=== Activity ===
The line containing "of the eagles" opens the span to copy, and the last line of the records below closes it. Write out that span exactly.

Segment Start: Provided entries

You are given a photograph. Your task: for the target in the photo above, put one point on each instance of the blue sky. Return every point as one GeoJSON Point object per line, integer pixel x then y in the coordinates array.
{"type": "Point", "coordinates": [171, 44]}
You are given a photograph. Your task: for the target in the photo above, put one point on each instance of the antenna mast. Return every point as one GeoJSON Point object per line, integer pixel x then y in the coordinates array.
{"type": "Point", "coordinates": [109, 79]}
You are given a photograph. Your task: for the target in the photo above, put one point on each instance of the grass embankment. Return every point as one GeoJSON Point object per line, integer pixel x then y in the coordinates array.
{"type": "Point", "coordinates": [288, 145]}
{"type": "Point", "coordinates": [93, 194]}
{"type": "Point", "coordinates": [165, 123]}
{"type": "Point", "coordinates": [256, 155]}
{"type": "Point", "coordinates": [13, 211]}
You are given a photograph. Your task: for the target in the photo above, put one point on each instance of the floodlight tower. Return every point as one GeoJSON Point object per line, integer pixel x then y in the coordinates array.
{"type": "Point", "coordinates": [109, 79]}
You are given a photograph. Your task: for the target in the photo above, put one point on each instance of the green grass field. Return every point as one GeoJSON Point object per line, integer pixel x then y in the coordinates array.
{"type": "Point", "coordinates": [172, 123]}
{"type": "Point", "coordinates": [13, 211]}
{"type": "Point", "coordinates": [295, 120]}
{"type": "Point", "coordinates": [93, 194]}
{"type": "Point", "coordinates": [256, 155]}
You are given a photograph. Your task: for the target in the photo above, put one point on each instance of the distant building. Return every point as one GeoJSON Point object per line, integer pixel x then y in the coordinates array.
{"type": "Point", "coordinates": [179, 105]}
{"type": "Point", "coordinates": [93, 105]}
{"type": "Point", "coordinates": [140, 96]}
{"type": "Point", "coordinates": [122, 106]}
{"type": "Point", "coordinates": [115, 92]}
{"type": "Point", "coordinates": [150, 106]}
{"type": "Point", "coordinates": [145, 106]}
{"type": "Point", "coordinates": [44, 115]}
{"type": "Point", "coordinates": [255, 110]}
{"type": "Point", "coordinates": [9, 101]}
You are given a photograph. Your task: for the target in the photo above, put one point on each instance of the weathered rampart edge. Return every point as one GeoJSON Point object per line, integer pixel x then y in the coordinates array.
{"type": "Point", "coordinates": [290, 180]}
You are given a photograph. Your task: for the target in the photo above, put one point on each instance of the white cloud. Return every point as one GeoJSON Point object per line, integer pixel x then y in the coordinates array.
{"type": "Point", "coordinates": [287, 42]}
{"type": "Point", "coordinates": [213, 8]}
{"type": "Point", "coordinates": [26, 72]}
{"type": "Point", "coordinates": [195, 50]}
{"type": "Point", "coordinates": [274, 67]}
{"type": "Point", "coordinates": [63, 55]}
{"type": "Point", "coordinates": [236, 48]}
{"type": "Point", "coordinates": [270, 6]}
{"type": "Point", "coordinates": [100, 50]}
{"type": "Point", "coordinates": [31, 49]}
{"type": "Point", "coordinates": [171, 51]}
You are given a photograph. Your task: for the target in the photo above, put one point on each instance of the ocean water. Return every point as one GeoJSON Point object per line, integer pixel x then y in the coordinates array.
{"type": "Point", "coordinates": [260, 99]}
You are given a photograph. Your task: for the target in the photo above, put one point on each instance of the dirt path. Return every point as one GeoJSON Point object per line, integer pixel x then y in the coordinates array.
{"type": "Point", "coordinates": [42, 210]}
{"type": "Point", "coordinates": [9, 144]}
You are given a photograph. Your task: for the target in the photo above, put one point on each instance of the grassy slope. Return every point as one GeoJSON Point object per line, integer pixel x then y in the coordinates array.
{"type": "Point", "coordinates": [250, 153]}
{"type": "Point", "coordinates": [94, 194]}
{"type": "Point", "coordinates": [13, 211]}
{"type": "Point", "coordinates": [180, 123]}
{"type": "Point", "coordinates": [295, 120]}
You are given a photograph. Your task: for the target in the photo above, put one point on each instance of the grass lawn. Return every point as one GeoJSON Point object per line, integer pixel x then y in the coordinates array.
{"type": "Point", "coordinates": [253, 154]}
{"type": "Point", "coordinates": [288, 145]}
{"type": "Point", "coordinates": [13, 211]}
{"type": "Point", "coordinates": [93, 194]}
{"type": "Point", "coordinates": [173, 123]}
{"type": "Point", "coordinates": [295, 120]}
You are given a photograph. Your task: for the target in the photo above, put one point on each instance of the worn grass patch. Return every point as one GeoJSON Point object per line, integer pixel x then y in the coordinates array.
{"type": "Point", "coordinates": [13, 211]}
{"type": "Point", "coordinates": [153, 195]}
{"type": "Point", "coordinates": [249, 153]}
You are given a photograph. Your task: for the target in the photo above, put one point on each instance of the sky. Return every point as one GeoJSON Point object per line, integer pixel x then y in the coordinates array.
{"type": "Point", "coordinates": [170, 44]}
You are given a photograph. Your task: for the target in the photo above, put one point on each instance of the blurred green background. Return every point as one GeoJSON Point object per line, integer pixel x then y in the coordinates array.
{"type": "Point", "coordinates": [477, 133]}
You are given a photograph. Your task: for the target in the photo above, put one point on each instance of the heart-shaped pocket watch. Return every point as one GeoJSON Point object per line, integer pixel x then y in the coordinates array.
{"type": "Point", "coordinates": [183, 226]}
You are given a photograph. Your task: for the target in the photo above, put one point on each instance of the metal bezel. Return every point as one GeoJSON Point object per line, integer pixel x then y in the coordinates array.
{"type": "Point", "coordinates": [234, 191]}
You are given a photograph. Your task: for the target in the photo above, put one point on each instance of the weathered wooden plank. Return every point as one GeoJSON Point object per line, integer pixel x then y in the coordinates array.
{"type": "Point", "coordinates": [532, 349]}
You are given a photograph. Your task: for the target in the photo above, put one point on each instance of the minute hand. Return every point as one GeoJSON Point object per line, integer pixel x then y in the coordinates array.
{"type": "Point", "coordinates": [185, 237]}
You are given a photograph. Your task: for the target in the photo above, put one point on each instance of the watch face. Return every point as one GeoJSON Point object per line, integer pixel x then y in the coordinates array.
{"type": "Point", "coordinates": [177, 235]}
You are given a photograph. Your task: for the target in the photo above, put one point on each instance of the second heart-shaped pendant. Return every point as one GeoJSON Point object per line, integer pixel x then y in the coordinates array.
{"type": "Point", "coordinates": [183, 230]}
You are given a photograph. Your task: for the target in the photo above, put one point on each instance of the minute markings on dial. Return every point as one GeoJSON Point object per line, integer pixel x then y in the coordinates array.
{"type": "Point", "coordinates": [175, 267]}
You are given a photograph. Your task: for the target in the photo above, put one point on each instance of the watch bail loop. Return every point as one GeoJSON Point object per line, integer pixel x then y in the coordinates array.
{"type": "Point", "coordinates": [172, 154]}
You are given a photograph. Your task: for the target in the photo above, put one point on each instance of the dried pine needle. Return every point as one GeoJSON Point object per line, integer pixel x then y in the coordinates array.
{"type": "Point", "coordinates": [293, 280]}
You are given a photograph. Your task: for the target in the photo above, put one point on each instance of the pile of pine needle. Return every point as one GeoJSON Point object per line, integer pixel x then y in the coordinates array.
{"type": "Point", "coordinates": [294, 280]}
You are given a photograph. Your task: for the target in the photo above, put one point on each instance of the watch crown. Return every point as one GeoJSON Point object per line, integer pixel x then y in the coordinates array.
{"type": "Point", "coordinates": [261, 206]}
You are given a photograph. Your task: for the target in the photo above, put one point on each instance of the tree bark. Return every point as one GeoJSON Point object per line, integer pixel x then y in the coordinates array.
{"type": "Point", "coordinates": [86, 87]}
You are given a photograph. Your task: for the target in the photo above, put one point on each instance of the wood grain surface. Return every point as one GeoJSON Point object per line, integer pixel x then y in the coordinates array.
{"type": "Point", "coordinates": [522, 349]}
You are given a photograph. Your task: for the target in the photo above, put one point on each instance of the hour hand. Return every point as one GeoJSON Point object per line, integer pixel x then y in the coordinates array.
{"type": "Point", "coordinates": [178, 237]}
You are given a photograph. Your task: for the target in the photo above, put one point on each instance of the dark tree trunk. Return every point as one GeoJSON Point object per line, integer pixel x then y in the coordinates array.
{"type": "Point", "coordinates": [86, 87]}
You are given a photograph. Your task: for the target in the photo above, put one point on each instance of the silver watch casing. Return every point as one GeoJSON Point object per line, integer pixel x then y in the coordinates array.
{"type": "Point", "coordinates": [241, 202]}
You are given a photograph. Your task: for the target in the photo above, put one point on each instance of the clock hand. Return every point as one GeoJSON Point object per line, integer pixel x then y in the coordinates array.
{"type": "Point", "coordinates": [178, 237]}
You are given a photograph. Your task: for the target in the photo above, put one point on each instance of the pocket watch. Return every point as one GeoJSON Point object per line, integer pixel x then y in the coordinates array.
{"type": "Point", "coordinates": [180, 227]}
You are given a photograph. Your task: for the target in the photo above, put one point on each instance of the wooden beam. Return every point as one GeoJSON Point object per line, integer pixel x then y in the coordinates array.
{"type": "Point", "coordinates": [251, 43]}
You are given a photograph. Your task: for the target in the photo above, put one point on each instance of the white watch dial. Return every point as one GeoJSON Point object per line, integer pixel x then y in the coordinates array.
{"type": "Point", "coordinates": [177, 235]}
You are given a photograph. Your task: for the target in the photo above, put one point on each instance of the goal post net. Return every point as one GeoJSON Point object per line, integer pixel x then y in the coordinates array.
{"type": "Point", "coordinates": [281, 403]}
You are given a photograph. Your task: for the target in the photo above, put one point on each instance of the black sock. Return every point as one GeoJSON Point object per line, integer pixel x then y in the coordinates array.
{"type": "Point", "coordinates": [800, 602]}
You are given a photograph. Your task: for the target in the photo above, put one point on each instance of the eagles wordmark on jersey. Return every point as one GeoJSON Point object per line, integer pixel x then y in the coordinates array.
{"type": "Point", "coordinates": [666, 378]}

Segment End: Provided entries

=== Answer section ===
You are given a photograph. Your task: for the target in the photo above, put one point on each instance of the eagles wordmark on jersey. Return every point as one GeoJSON Point object per line, integer pixel x then y in the coordinates array.
{"type": "Point", "coordinates": [666, 378]}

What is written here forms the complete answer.